**What you will do:**
Each line of the data below that contains "instance" must be copied.

*** Data supplied Section Begins ***

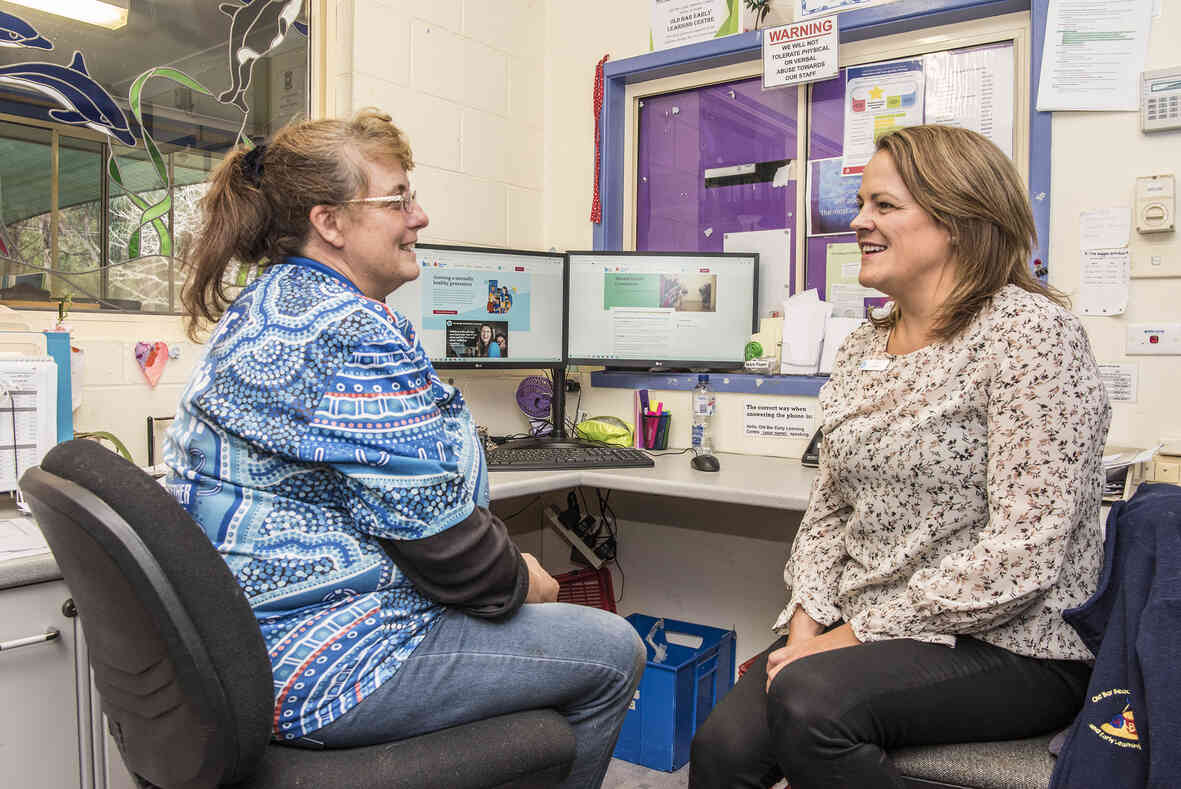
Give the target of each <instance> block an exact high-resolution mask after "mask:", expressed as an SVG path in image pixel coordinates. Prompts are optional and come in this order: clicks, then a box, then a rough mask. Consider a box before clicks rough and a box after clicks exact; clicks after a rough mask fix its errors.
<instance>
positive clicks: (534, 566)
mask: <svg viewBox="0 0 1181 789" xmlns="http://www.w3.org/2000/svg"><path fill="white" fill-rule="evenodd" d="M521 559H523V560H524V566H526V569H528V570H529V591H528V592H527V593H526V595H524V601H526V602H557V581H555V580H554V576H553V575H550V574H549V573H547V572H546V568H544V567H542V566H541V562H539V561H537V559H536V557H535V556H534V555H533V554H527V553H522V554H521Z"/></svg>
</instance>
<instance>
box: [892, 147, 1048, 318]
mask: <svg viewBox="0 0 1181 789" xmlns="http://www.w3.org/2000/svg"><path fill="white" fill-rule="evenodd" d="M877 150H879V151H888V152H889V155H890V156H892V157H893V158H894V165H895V167H896V168H898V172H899V175H900V176H901V177H902V182H903V183H905V184H906V188H907V189H908V190H909V191H911V195H912V196H913V197H914V200H915V202H916V203H919V206H920V207H922V209H924V210H925V211H927V214H929V215H931V216H932V217H933V219H934V220H935V222H937V223H938V224H939V226H941V227H942V228H945V229H946V230H947V233H948V234H950V235H951V239H952V254H953V257H954V263H955V270H957V282H955V286H954V288H952V292H951V294H950V295H948V298H947V301H945V302H944V305H942V307H941V308H940V311H939V317H938V319H937V322H935V326H934V328H933V334H934V335H935V337H937V338H938V339H940V340H948V339H951V338H953V337H955V335H957V334H959V333H960V332H961V331H963V330H964V328H965V327H967V325H968V324H970V322H971V321H972V319H973V318H976V315H977V313H979V312H980V309H981V308H983V307H984V306H985V304H986V302H987V300H988V299H991V298H992V296H993V295H994V294H996V293H997V292H998V291H1000V288H1003V287H1004V286H1005V285H1016V286H1017V287H1019V288H1022V289H1024V291H1029V292H1031V293H1039V294H1042V295H1044V296H1046V298H1048V299H1050V300H1051V301H1055V302H1056V304H1058V305H1061V306H1063V307H1069V300H1068V299H1066V296H1065V295H1064V294H1062V293H1061V292H1058V291H1057V289H1055V288H1051V287H1049V286H1046V285H1043V283H1042V282H1040V281H1038V279H1037V278H1036V276H1033V273H1032V270H1031V267H1030V255H1031V254H1032V249H1033V244H1036V243H1037V227H1036V226H1035V223H1033V210H1032V209H1031V208H1030V201H1029V196H1027V195H1026V194H1025V187H1024V184H1023V183H1022V178H1020V176H1019V175H1018V172H1017V168H1014V167H1013V163H1012V162H1011V161H1010V159H1009V157H1007V156H1005V155H1004V154H1003V152H1001V151H1000V149H999V148H997V146H996V145H994V144H993V143H992V142H991V141H990V139H988V138H986V137H984V136H983V135H978V133H977V132H974V131H968V130H967V129H959V128H955V126H939V125H924V126H908V128H906V129H899V130H898V131H893V132H890V133H888V135H885V136H883V137H882V138H881V139H879V141H877ZM900 317H901V312H900V309H899V307H898V305H895V307H894V309H893V311H890V313H889V314H888V315H886V317H883V318H870V320H872V321H873V322H874V325H875V326H886V327H892V326H894V325H895V324H896V322H898V320H899V318H900Z"/></svg>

*** Data supplied Section Ends ***

**Solution to this task:**
Give the target of each <instance> block an exact high-resolution mask after "mask:", expressed as an SVG path in image pixel coordinates. Prompts are optional and come in this order: clicks, then a box, then a rough mask. Consider a box before clicks rough and a box after clicks exact; clicks after a rough mask fix its errors.
<instance>
</instance>
<instance>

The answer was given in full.